[DATA EXCERPTS]
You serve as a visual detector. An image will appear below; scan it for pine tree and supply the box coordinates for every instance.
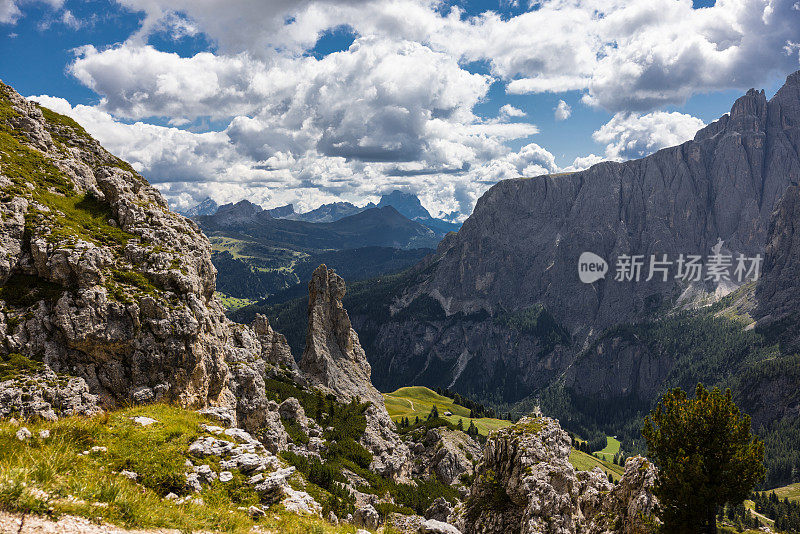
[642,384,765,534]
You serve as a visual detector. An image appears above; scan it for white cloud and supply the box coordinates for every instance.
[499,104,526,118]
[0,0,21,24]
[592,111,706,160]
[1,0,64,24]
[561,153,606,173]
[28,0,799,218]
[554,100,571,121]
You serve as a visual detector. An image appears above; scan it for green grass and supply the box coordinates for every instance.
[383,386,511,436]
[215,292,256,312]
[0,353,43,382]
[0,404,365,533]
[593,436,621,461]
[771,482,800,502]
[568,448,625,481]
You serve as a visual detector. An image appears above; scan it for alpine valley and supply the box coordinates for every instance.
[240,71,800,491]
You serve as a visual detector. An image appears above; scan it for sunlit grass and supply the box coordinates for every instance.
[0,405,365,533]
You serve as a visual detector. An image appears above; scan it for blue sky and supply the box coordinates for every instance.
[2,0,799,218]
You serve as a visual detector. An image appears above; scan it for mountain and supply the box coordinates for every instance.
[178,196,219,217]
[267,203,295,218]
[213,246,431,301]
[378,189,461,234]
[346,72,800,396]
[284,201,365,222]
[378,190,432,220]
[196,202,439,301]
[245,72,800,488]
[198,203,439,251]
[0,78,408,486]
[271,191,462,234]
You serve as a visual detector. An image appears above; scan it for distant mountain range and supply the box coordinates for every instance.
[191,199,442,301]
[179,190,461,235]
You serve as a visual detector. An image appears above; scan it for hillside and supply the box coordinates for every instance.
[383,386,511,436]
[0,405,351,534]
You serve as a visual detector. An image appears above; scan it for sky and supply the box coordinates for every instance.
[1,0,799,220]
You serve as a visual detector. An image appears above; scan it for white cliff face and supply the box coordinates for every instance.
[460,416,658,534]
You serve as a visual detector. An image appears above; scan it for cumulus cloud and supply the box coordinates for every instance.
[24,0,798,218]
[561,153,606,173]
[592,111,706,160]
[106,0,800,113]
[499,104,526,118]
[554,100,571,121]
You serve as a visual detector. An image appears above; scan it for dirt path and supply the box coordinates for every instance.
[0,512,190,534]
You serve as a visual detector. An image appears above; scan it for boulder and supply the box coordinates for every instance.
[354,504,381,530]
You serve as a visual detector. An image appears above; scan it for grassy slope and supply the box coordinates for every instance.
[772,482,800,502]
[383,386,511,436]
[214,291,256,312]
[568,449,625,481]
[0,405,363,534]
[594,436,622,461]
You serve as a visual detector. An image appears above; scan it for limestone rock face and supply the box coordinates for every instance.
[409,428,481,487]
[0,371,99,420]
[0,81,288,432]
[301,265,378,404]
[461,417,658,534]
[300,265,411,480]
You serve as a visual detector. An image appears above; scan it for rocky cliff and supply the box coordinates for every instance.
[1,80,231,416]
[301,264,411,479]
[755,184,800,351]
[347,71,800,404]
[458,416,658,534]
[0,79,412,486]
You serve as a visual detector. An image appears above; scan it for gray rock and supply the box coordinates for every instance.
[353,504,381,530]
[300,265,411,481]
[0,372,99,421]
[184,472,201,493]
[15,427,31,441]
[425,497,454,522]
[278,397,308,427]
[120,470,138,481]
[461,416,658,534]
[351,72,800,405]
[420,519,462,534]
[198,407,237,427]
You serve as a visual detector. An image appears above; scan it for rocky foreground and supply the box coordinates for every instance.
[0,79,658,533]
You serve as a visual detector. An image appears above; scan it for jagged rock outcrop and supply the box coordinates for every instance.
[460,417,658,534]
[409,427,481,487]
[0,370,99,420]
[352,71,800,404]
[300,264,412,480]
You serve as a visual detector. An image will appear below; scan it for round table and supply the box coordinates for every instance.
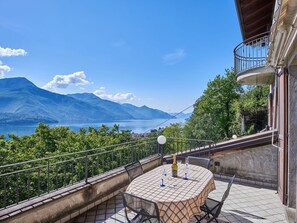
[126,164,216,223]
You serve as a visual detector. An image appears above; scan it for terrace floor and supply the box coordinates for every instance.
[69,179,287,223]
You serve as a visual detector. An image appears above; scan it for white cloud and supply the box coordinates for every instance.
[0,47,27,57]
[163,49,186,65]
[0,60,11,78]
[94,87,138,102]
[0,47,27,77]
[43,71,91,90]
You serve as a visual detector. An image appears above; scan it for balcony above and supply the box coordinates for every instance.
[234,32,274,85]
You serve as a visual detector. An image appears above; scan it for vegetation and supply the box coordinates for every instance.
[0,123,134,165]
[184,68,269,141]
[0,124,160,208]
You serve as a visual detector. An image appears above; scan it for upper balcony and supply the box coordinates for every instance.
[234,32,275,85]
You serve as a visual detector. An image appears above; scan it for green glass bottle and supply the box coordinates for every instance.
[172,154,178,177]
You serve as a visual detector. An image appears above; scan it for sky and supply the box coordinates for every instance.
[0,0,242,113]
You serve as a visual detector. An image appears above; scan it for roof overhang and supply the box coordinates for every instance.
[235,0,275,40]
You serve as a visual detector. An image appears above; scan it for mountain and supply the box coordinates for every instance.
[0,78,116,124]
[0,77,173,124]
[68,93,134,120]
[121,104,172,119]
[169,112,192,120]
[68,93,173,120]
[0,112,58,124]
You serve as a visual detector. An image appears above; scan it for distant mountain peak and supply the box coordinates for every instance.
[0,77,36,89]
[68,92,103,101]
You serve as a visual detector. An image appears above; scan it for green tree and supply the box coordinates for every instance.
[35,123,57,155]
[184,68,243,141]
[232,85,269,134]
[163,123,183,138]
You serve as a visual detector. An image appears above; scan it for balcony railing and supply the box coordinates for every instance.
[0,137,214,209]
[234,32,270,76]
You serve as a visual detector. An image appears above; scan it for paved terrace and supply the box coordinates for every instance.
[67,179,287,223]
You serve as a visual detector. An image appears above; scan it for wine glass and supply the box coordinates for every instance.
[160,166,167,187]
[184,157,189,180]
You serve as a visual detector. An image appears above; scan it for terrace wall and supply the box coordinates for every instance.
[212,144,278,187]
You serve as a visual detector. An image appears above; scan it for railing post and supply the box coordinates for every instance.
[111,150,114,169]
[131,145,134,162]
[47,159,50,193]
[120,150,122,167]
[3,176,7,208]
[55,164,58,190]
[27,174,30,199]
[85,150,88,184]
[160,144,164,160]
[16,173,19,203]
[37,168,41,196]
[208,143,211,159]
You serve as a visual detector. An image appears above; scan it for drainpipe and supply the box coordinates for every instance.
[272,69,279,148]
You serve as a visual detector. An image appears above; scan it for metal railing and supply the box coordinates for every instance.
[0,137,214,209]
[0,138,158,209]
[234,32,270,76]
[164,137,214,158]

==

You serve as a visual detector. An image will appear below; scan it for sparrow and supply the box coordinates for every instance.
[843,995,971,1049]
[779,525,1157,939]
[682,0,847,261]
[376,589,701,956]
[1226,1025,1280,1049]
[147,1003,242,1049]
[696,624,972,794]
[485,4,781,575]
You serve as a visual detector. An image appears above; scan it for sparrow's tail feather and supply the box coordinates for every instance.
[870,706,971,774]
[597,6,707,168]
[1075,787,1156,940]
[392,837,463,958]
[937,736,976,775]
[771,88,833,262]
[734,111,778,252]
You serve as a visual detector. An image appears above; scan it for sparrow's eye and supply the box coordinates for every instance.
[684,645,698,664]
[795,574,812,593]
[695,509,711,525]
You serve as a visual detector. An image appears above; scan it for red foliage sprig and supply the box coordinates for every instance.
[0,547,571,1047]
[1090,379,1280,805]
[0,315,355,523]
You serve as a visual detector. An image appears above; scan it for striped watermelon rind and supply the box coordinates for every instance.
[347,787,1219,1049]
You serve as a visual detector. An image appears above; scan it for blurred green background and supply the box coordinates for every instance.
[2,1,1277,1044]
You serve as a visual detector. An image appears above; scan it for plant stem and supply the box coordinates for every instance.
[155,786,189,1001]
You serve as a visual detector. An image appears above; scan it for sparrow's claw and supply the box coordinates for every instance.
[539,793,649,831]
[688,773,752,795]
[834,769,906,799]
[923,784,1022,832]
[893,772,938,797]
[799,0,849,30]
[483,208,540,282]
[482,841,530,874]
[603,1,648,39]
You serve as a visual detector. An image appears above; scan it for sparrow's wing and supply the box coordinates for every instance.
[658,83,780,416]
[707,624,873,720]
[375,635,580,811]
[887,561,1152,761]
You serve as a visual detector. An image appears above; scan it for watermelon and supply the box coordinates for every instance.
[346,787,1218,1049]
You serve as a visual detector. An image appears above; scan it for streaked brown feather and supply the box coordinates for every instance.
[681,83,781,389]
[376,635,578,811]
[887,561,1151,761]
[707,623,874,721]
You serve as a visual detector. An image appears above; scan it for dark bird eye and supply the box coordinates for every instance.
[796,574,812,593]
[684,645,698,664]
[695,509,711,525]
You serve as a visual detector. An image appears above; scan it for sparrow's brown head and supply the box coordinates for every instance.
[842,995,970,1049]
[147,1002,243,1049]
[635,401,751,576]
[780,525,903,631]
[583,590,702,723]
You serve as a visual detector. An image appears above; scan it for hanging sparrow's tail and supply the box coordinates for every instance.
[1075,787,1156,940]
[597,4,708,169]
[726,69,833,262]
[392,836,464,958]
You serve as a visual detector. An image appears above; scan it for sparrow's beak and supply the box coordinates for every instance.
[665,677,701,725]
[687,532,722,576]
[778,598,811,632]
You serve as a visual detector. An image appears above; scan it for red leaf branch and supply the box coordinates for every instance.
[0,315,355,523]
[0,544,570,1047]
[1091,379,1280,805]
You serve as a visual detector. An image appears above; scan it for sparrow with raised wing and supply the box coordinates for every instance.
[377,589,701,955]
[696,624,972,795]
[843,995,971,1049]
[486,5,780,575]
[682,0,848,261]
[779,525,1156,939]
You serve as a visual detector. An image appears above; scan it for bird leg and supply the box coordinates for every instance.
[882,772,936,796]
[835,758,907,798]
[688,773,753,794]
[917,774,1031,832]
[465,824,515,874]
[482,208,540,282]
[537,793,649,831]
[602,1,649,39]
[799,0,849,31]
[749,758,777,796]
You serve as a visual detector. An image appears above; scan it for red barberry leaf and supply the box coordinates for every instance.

--

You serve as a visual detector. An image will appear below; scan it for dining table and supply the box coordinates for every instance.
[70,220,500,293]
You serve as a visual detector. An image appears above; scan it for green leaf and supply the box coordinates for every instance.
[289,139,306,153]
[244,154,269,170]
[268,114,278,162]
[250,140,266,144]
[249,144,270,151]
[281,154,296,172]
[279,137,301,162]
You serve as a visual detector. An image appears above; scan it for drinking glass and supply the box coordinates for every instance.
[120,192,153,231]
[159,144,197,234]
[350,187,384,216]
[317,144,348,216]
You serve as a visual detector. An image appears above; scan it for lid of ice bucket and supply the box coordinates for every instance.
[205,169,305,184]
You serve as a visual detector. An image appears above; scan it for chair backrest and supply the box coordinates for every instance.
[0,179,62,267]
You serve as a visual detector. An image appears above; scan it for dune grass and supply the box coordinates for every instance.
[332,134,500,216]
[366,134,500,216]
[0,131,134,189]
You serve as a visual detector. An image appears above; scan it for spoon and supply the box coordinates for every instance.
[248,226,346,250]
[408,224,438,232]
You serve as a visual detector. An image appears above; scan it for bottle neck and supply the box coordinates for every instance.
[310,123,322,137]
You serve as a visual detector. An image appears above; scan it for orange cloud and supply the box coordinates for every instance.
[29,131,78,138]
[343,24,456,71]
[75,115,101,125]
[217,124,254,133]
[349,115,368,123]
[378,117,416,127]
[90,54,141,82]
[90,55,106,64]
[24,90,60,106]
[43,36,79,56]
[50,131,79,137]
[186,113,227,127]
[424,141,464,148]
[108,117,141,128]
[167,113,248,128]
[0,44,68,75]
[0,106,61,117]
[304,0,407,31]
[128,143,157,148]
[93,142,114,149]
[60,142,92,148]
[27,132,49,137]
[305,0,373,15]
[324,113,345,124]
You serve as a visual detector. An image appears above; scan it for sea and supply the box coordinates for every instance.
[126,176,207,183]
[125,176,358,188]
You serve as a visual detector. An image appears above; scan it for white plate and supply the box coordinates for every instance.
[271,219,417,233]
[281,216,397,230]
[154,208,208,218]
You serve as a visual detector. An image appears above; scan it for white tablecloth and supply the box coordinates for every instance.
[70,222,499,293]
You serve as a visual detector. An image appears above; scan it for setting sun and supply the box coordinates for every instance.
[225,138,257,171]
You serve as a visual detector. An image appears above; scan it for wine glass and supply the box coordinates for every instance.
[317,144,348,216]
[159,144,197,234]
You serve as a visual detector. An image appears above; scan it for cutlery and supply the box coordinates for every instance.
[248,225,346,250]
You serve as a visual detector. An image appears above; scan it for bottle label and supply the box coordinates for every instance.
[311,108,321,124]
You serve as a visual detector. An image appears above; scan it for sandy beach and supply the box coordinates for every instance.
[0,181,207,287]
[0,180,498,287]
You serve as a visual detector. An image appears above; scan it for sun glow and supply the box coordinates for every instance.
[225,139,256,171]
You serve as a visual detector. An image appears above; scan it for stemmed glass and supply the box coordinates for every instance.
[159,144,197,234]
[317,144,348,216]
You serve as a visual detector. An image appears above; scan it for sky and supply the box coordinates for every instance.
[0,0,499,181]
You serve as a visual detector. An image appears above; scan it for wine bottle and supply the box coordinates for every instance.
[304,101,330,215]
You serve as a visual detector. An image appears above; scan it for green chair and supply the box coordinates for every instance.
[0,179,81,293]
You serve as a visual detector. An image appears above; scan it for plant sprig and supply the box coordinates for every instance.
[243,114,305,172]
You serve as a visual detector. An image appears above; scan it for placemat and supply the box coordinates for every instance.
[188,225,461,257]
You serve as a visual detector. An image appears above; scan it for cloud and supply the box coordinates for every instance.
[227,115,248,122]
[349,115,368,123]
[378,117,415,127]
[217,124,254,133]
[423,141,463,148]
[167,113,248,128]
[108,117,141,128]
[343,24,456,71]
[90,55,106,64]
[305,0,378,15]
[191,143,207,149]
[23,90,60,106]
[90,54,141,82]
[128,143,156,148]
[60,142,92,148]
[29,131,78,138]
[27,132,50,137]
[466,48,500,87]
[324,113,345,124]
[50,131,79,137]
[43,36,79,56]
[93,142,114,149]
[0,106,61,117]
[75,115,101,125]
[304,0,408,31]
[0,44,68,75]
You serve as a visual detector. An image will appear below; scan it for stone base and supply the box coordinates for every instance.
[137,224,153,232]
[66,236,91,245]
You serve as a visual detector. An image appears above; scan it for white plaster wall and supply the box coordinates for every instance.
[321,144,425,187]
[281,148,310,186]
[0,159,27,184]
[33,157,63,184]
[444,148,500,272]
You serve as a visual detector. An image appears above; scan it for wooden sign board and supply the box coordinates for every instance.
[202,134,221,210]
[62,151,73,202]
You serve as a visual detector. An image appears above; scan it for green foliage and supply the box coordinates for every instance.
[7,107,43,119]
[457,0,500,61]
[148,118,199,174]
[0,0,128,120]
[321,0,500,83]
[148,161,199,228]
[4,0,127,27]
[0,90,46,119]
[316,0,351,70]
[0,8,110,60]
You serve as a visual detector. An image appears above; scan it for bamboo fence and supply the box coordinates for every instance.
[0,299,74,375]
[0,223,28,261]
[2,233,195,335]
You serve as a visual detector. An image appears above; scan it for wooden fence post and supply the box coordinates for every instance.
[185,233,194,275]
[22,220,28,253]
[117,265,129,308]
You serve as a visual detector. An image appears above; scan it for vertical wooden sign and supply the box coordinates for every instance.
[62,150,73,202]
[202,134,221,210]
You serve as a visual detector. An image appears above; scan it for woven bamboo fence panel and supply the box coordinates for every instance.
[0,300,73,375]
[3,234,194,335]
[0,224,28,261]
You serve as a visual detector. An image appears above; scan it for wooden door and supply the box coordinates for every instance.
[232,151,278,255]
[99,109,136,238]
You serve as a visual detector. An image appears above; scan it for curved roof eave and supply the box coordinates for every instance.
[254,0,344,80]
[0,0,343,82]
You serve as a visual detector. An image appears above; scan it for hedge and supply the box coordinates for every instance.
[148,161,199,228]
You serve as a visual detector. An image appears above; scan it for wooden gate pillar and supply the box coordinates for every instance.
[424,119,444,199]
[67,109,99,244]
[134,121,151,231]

[WORK ORDER] Go to the line with "for sparrow with" in the entries above and repeat every line from there through the line with "for red barberry", exactly and with no other text.

[FINAL ANSWER]
You serve as a visual detector. An image appears above; scan it for sparrow with raised wing and supply the box coordinates for every instance.
[377,589,701,955]
[696,624,972,795]
[843,995,971,1049]
[486,5,780,575]
[682,0,848,261]
[779,525,1156,939]
You serve as a visual detector. An image appears above; scan it for bird leg and supply the box coordinates for every instance.
[882,772,936,796]
[835,758,907,798]
[688,773,753,794]
[917,774,1031,832]
[465,824,515,874]
[482,208,540,282]
[537,793,649,831]
[602,1,649,39]
[799,0,849,31]
[749,758,777,796]
You serve as a visual detector. An image appears above; scan it for red barberry leaf and supply the box coordinates for every instance.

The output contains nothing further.